▸ Task statement
Every record that follows must be duplicated exactly, with images left out.

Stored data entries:
★ ★ ★ ★ ★

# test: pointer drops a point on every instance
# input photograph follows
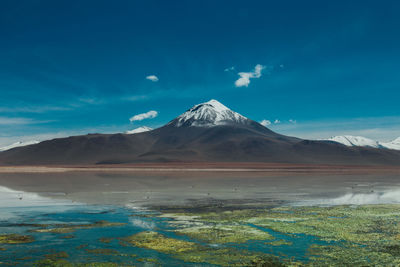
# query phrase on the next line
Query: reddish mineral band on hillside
(208, 132)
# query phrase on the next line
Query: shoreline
(207, 168)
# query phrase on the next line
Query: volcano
(207, 132)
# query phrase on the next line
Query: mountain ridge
(208, 132)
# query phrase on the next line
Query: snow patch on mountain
(18, 144)
(349, 140)
(211, 113)
(139, 130)
(395, 144)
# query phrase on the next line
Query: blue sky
(73, 67)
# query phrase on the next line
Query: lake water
(81, 218)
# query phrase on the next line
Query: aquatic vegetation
(15, 239)
(156, 241)
(355, 235)
(67, 236)
(106, 239)
(221, 234)
(280, 242)
(193, 252)
(103, 251)
(148, 260)
(64, 229)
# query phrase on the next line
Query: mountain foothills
(349, 140)
(208, 132)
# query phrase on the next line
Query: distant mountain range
(18, 144)
(208, 132)
(349, 140)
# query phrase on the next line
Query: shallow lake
(203, 219)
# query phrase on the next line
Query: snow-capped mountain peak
(395, 144)
(349, 140)
(18, 144)
(139, 130)
(211, 113)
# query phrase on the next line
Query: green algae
(106, 240)
(67, 236)
(65, 228)
(16, 239)
(192, 252)
(156, 241)
(280, 242)
(103, 251)
(220, 234)
(356, 235)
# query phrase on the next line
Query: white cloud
(152, 78)
(245, 77)
(148, 115)
(265, 122)
(19, 121)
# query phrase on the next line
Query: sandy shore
(207, 168)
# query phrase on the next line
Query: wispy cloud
(152, 78)
(245, 77)
(33, 109)
(20, 121)
(265, 122)
(148, 115)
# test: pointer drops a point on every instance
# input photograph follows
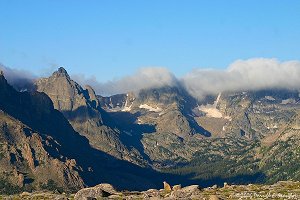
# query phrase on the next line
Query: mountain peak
(61, 72)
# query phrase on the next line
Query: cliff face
(28, 157)
(40, 149)
(82, 109)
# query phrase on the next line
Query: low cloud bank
(252, 74)
(19, 79)
(241, 75)
(144, 78)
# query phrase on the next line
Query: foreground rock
(280, 190)
(101, 190)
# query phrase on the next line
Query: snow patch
(270, 98)
(150, 108)
(211, 110)
(287, 101)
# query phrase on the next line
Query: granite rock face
(82, 109)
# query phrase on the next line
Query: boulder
(167, 187)
(176, 187)
(213, 197)
(101, 190)
(191, 189)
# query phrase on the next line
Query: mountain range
(59, 135)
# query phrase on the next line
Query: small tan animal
(167, 187)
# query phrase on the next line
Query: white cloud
(19, 79)
(142, 79)
(252, 74)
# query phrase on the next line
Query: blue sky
(113, 38)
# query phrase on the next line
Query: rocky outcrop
(82, 109)
(99, 191)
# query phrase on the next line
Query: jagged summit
(61, 72)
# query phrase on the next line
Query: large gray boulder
(101, 190)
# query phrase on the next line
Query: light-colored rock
(213, 197)
(176, 187)
(101, 190)
(167, 187)
(191, 189)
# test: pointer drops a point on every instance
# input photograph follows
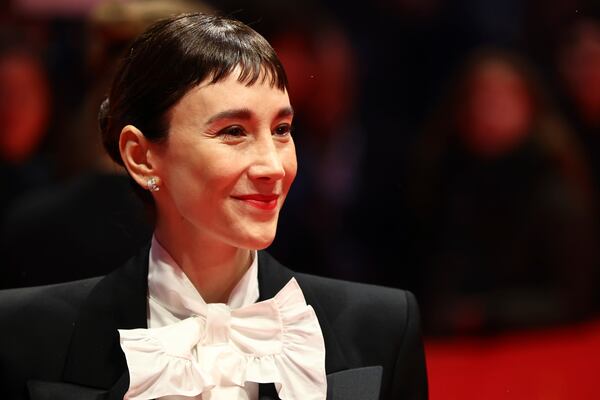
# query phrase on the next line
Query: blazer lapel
(41, 390)
(356, 384)
(119, 301)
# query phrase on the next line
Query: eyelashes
(237, 132)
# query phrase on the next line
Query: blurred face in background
(24, 106)
(497, 112)
(580, 70)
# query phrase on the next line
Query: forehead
(207, 98)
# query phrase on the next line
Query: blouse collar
(171, 288)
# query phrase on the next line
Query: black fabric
(359, 383)
(68, 332)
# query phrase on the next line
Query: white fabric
(218, 352)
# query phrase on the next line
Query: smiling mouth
(267, 202)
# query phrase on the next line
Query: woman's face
(228, 163)
(498, 110)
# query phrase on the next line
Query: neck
(214, 268)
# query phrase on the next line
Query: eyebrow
(246, 114)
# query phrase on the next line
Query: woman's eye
(283, 130)
(232, 132)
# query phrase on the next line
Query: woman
(199, 116)
(502, 194)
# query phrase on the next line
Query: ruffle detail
(274, 341)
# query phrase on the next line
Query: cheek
(290, 165)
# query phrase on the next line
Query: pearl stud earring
(152, 183)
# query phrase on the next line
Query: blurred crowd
(446, 147)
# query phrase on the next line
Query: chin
(259, 240)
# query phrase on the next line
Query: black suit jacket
(61, 341)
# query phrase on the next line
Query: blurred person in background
(503, 207)
(25, 109)
(578, 73)
(92, 210)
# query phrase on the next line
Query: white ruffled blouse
(195, 350)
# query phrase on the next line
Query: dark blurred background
(446, 147)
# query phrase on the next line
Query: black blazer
(61, 341)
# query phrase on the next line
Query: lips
(265, 202)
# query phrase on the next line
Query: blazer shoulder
(341, 295)
(56, 301)
(37, 324)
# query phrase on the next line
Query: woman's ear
(135, 153)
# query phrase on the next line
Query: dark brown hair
(170, 58)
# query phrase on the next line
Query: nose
(267, 164)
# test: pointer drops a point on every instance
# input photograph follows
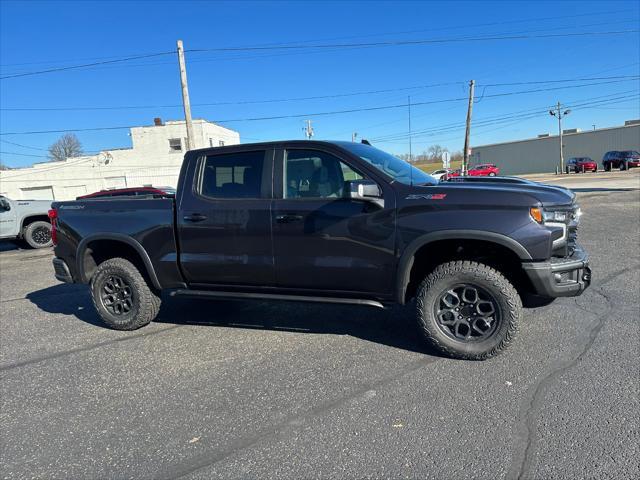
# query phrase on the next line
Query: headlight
(541, 215)
(554, 216)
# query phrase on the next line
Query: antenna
(308, 130)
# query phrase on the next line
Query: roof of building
(548, 136)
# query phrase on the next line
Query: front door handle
(194, 217)
(288, 218)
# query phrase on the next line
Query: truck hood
(502, 189)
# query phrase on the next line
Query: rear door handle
(288, 218)
(194, 217)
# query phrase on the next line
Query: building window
(175, 144)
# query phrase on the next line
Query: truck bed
(146, 224)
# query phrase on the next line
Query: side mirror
(364, 190)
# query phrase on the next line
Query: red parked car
(581, 164)
(131, 192)
(482, 170)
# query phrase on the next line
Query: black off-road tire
(38, 234)
(451, 275)
(143, 301)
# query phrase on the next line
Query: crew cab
(581, 165)
(25, 220)
(336, 222)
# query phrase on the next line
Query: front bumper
(61, 270)
(560, 277)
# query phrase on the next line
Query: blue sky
(42, 35)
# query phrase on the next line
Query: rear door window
(233, 175)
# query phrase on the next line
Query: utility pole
(308, 130)
(185, 98)
(410, 148)
(465, 157)
(559, 114)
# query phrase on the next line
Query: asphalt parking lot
(271, 390)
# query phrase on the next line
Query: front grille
(572, 237)
(567, 245)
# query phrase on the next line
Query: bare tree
(68, 146)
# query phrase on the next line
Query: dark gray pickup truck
(334, 222)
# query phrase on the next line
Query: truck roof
(309, 143)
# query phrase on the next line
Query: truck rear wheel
(468, 310)
(38, 234)
(122, 296)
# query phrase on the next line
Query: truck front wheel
(122, 296)
(468, 310)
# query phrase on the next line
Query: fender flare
(119, 237)
(406, 260)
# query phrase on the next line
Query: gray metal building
(542, 154)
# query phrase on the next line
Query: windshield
(392, 166)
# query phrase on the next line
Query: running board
(273, 296)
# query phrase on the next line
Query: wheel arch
(453, 239)
(29, 219)
(99, 247)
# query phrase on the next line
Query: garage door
(37, 193)
(73, 191)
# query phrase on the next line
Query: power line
(334, 112)
(412, 42)
(23, 146)
(506, 118)
(316, 97)
(330, 46)
(23, 154)
(86, 65)
(448, 28)
(502, 120)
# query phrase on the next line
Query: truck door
(8, 218)
(322, 238)
(224, 220)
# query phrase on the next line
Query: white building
(542, 154)
(154, 159)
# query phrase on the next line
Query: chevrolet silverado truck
(335, 222)
(25, 220)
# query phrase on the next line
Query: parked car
(482, 170)
(334, 222)
(441, 174)
(26, 220)
(129, 192)
(581, 164)
(622, 160)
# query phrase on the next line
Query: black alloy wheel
(41, 235)
(117, 296)
(467, 313)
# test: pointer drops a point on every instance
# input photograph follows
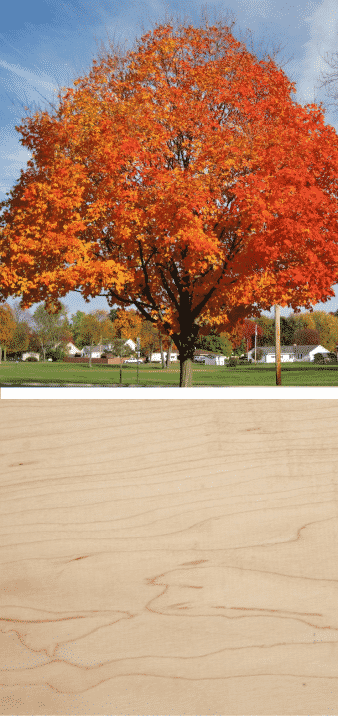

★ ★ ★ ★ ★

▸ Solution to this exercise
# test: pointer drops a point on every instance
# input photograph follows
# query phrase on the next line
Query: reddish mineral band on hillside
(208, 132)
# query phrase on the next line
Query: shoreline
(207, 168)
# query phrase on the next line
Query: volcano
(207, 132)
# query phrase on the next line
Query: mountain ridge
(208, 132)
# query phrase on the next line
Query: snow patch on mountain
(18, 144)
(349, 140)
(211, 113)
(139, 130)
(395, 144)
# query phrase on the next line
Query: blue sky
(73, 67)
# query phrase on the next line
Query: lake water
(81, 218)
# query phrase on the next line
Query: aquatic vegetation
(15, 239)
(156, 241)
(355, 235)
(67, 236)
(106, 239)
(221, 234)
(280, 242)
(193, 252)
(103, 251)
(148, 260)
(64, 229)
# query phrase on the next line
Query: mountain foothills
(349, 140)
(208, 132)
# query phrase on the next line
Query: distant mountain range
(18, 144)
(208, 132)
(349, 140)
# query phrase on the next line
Query: shallow lake
(203, 219)
# query phrase on the next line
Query: snow-capped mountain peak
(395, 144)
(349, 140)
(18, 144)
(139, 130)
(211, 113)
# query phrase on the next line
Query: green algae
(106, 240)
(67, 236)
(65, 228)
(16, 239)
(192, 252)
(156, 241)
(280, 242)
(103, 251)
(220, 234)
(356, 235)
# query phrase on the next line
Query: white cloud
(152, 78)
(245, 77)
(148, 115)
(265, 122)
(19, 121)
# query phrase on the next line
Query: sandy shore
(207, 168)
# query phrase on the next line
Query: wispy cloud
(152, 78)
(245, 77)
(33, 109)
(20, 121)
(265, 122)
(148, 115)
# test: pointer drops a point on every instance
# input photograph follows
# query phrase on the next line
Query: mountain peak
(61, 72)
# query phrase on the next line
Query: cliff face
(28, 157)
(40, 149)
(82, 109)
# query phrase on the next line
Query: low cloud bank
(252, 74)
(19, 79)
(241, 75)
(144, 78)
# query phrase on the next line
Query: foreground rock
(280, 190)
(101, 190)
# query phrase on the next line
Query: snow patch
(270, 98)
(150, 108)
(211, 110)
(287, 101)
# query phrase on the next line
Query: granite rock face
(82, 109)
# query phrase on the next line
Query: boulder
(167, 187)
(176, 187)
(213, 197)
(101, 190)
(191, 189)
# query phrase on the next line
Query: mountain range
(59, 135)
# query phrase on the next line
Query: small tan animal
(167, 187)
# query phrase on the next line
Query: white cloud
(19, 79)
(142, 79)
(252, 74)
# query phrase on the next line
Query: blue sky
(113, 38)
# query phrase on the next line
Query: rocky outcrop
(82, 109)
(99, 191)
# query phrase on the next line
Query: jagged summit
(61, 72)
# query phrase on the next line
Query: large gray boulder
(101, 190)
# query phrase on the next line
Query: light-colored rock
(213, 197)
(176, 187)
(101, 190)
(167, 187)
(191, 189)
# test: pointer drops a point on every instance
# input photograph follows
# query phrase on the next line
Query: blazer lapel
(41, 390)
(356, 384)
(119, 301)
# query phrase on the next line
Query: eyelashes
(237, 132)
# query phrase on the next line
Query: blurred face in background
(24, 106)
(497, 112)
(580, 70)
# query phrase on the next line
Query: forehead
(207, 98)
# query phrase on the next line
Query: blouse collar
(171, 288)
# query phrase on the next line
Query: black fabric
(359, 383)
(68, 332)
# query phrase on the next line
Query: white fabric
(218, 352)
# query phrase on the next line
Query: smiling mouth
(267, 202)
# query phrase on the next line
Query: woman's face
(228, 163)
(498, 110)
# query phrase on the next line
Query: neck
(214, 268)
# query phrase on the next line
Query: eyebrow
(246, 114)
# query phrase on the next line
Query: woman's eye
(283, 130)
(232, 132)
# query phrase on the next line
Query: woman
(199, 116)
(502, 194)
# query phrase on the next line
Query: ruffle detail
(274, 341)
# query phrase on the next line
Query: cheek
(290, 165)
# query phrase on the next line
Query: pearl stud earring
(152, 183)
# query phrase on the next line
Query: blurred crowd
(446, 147)
# query phrase on the next line
Query: chin
(259, 240)
# query phrase on the next line
Query: black suit jacket
(61, 341)
# query phrase on the next line
Query: blurred person in background
(503, 207)
(25, 109)
(578, 73)
(92, 210)
# query phrase on the next line
Query: white ruffled blouse
(195, 350)
# query phrase on the next line
Query: dark blurred background
(446, 147)
# query phrase on the next line
Query: black blazer
(61, 341)
# query phrase on the next line
Query: lips
(265, 202)
# query phrase on the next line
Query: blazer shoulder
(341, 295)
(56, 301)
(37, 324)
# query phrase on the next line
Query: woman's ear
(135, 153)
# query phrase on the next line
Query: dark brown hair
(170, 58)
# query phrase on the next line
Query: nose
(267, 164)
# test: pointer drops a point on every instance
# input photograph follows
# query phrase on the next line
Query: headlight
(541, 215)
(554, 216)
# query phrase on the next line
Query: antenna
(308, 130)
# query phrase on the next line
Query: roof of building
(548, 136)
# query phrase on the next line
Query: front door handle
(194, 217)
(288, 218)
# query phrase on the next line
Query: truck hood
(502, 189)
# query phrase on the next line
Query: rear door handle
(288, 218)
(194, 217)
# query phrase on the next line
Query: building window
(175, 144)
# query phrase on the next line
Query: truck bed
(146, 224)
# query phrase on the next line
Query: side mirror
(364, 190)
# query phrase on the next line
Query: red parked car
(581, 164)
(131, 192)
(482, 170)
# query phrase on the next line
Query: black off-road tire
(38, 234)
(451, 275)
(143, 301)
# query phrase on the next line
Query: crew cab
(581, 165)
(25, 220)
(336, 222)
# query phrase on the next line
Query: front bumper
(61, 270)
(560, 277)
# query phrase on the next line
Query: blue sky
(42, 35)
# query phrase on the next line
Query: rear door window
(233, 175)
# query phrase on the next line
Query: utility pole
(308, 130)
(185, 98)
(410, 148)
(465, 157)
(559, 114)
# query phrase on the next line
Query: asphalt parking lot
(271, 390)
# query phrase on the next line
Query: front grille
(572, 237)
(567, 245)
# query phrase on the next line
Query: bare tree
(68, 146)
# query phrase on the next line
Query: dark gray pickup truck
(334, 222)
# query phrase on the next line
Query: truck roof
(309, 143)
# query phrase on the next line
Query: truck rear wheel
(468, 310)
(38, 234)
(122, 296)
# query phrase on the next line
Query: truck front wheel
(122, 296)
(468, 310)
# query phrase on the next line
Query: fender flare
(119, 237)
(406, 260)
# query phrase on the next line
Query: gray metal building
(542, 154)
# query phrase on the next line
Query: windshield
(392, 166)
# query phrase on the next line
Query: running board
(273, 296)
# query phrase on the next line
Query: wheel arch
(453, 239)
(29, 219)
(99, 247)
# query phrase on the next line
Query: garage door
(37, 193)
(73, 191)
# query phrase on the next line
Query: power line
(334, 112)
(412, 42)
(23, 146)
(506, 118)
(316, 97)
(330, 46)
(23, 154)
(86, 65)
(448, 28)
(502, 120)
# query phrase on the next line
Query: truck door
(8, 218)
(322, 238)
(224, 220)
# query phrase on the next line
Query: white building
(542, 154)
(154, 159)
# query phrase on the next line
Query: chevrolet silverado truck
(335, 222)
(25, 220)
# query phrase on the next line
Query: parked car
(482, 170)
(334, 222)
(441, 174)
(26, 220)
(129, 192)
(581, 164)
(622, 160)
# query phrase on the next line
Query: black alloy wheel
(41, 235)
(117, 296)
(467, 313)
# test: pointer drops a point on every instance
# input photograph follows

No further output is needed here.